PROVIDED INFORMATION:
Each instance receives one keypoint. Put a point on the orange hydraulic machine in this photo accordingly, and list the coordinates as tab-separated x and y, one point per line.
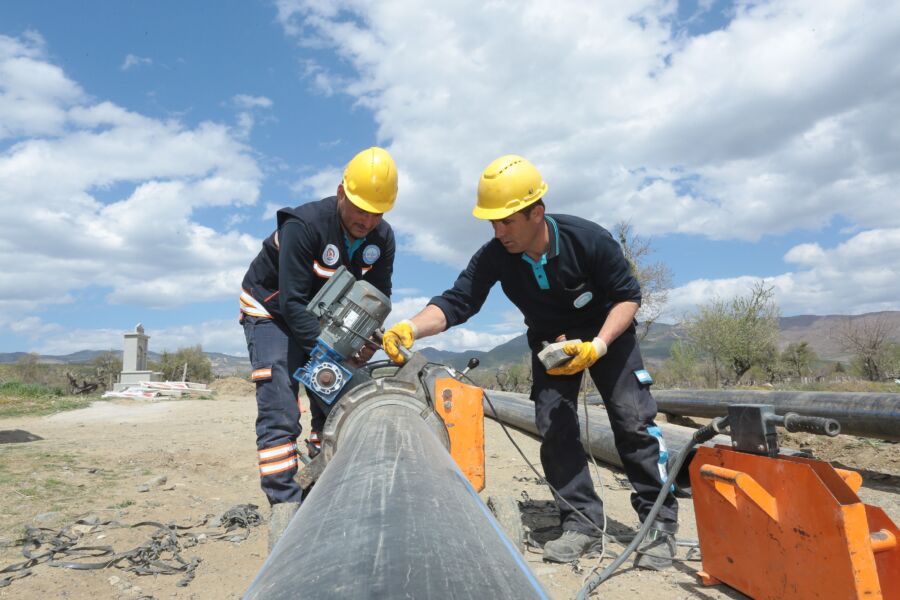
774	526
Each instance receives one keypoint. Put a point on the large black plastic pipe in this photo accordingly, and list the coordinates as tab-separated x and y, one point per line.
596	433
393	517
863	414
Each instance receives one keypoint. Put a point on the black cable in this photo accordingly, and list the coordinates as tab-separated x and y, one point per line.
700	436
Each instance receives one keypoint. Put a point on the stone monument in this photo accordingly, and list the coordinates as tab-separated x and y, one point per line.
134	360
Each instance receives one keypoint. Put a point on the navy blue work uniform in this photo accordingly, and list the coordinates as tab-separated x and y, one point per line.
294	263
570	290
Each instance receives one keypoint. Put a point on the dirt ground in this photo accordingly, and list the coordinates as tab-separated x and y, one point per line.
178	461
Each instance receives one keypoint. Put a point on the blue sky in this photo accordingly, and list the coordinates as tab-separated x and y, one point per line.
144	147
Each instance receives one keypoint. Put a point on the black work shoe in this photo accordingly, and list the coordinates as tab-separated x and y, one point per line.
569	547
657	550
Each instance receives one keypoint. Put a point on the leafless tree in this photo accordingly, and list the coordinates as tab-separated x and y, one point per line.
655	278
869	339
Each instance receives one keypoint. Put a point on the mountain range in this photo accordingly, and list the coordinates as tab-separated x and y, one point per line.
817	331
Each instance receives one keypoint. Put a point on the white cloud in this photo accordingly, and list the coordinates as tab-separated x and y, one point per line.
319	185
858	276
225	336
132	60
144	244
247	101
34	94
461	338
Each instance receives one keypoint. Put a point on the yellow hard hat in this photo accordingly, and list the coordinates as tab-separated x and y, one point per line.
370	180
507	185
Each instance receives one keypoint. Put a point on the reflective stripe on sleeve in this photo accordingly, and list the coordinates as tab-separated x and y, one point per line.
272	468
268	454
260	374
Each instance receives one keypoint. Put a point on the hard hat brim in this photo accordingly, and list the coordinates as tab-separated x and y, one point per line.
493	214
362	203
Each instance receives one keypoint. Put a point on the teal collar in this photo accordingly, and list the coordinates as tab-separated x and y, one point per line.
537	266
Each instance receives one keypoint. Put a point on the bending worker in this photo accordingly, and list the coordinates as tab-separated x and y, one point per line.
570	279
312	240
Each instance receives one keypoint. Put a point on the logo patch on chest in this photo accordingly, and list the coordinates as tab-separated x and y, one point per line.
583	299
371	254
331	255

--

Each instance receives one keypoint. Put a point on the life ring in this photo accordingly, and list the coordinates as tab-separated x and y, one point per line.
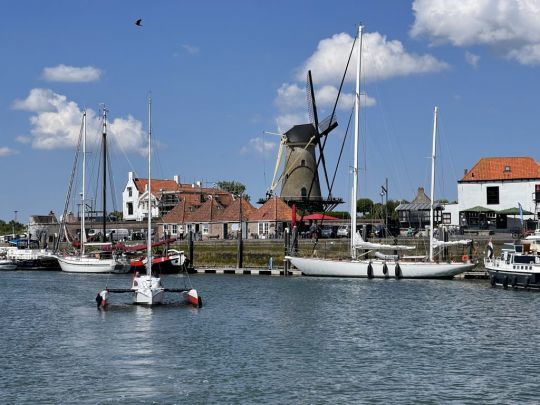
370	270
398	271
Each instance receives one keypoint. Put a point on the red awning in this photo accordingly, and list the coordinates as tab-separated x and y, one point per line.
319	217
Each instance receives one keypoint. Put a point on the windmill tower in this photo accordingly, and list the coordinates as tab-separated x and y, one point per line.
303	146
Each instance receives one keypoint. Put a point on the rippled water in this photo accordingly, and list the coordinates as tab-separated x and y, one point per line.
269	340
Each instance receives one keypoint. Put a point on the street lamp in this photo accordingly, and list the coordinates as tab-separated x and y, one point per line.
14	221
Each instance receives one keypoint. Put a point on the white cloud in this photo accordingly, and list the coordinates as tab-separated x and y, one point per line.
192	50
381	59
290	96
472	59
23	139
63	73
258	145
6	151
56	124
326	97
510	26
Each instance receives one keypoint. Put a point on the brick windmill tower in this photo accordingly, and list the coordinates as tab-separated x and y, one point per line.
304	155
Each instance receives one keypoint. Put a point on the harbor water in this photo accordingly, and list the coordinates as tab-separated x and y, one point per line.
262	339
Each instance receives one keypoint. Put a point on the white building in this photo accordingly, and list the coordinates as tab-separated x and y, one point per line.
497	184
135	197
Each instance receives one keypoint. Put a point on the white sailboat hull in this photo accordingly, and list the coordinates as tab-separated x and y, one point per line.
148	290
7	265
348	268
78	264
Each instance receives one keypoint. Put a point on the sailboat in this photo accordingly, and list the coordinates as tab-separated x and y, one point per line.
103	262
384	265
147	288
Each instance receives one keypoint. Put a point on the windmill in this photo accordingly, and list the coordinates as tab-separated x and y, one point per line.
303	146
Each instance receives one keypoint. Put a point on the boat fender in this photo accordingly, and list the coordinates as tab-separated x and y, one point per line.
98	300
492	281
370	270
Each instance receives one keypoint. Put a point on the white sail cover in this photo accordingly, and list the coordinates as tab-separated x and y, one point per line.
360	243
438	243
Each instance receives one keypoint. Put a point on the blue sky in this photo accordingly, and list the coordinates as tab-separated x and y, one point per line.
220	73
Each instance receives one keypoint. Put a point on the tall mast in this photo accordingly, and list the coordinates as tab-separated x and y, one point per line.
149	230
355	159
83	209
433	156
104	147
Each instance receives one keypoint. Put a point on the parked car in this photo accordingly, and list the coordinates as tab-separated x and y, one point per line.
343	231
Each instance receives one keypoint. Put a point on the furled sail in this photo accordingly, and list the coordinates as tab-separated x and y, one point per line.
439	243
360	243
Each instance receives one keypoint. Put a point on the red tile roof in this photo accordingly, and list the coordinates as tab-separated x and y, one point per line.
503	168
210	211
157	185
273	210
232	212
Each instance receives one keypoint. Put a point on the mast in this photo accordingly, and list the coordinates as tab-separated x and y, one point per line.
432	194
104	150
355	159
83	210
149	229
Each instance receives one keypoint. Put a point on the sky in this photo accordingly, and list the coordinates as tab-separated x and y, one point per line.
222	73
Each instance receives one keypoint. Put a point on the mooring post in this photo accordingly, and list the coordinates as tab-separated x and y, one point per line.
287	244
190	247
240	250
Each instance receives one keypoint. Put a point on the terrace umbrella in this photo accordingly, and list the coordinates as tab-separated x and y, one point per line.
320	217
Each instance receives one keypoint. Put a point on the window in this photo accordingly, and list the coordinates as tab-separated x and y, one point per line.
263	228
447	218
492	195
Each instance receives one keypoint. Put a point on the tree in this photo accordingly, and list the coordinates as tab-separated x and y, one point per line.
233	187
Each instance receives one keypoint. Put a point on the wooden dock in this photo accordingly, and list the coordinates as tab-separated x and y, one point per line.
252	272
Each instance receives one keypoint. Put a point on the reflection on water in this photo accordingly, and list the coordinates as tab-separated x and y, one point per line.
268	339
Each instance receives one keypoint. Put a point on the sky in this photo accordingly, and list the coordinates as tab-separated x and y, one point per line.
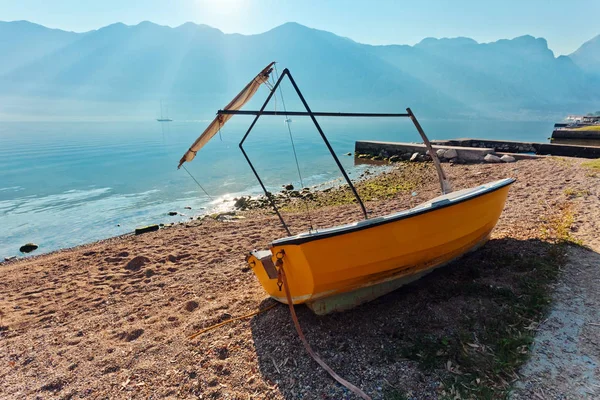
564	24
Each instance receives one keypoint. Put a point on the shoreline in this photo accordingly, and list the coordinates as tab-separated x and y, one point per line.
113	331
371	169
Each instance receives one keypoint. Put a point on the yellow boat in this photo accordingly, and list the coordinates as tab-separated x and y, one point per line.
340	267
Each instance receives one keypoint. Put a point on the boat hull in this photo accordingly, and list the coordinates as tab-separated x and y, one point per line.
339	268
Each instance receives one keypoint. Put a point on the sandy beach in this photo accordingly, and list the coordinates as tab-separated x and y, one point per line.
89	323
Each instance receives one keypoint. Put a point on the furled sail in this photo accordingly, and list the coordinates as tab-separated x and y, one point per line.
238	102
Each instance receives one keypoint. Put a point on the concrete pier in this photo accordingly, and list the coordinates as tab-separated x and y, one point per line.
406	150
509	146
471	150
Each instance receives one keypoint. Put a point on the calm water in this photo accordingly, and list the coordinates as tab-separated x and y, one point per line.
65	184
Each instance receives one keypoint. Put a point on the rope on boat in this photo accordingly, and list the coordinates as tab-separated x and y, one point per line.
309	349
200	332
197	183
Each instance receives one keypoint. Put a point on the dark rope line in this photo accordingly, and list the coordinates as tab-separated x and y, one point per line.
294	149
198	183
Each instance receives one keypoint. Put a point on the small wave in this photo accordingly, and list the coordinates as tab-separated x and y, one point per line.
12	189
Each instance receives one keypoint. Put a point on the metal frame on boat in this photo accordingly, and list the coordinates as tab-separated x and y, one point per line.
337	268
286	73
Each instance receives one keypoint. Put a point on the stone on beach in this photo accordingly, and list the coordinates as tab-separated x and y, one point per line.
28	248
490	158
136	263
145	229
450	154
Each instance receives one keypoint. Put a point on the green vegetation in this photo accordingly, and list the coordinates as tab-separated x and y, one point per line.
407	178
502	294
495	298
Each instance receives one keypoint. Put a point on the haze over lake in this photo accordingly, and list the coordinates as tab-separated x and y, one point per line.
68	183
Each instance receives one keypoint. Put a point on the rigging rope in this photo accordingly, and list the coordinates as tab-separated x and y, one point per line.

TASK DESCRIPTION: Please pick out every line in the records above that contains the word "rope", and copy each one unchanged.

OUTPUT BELOW:
Each instance receives one keypoint. Put a point on the rope on boat in this photo accordingly, and list the coordinates as tab-separated x and y, one point per line.
Each instance receives one keypoint. Put a point on the dark rope line in this photo accordingly, and list the coordinates as tab-separated x and y, one point per line.
Each instance receives one keypoint. Put a point on the rigging rope in this photo accordingly, and list the coordinates as tab-separated x and y, one point per line.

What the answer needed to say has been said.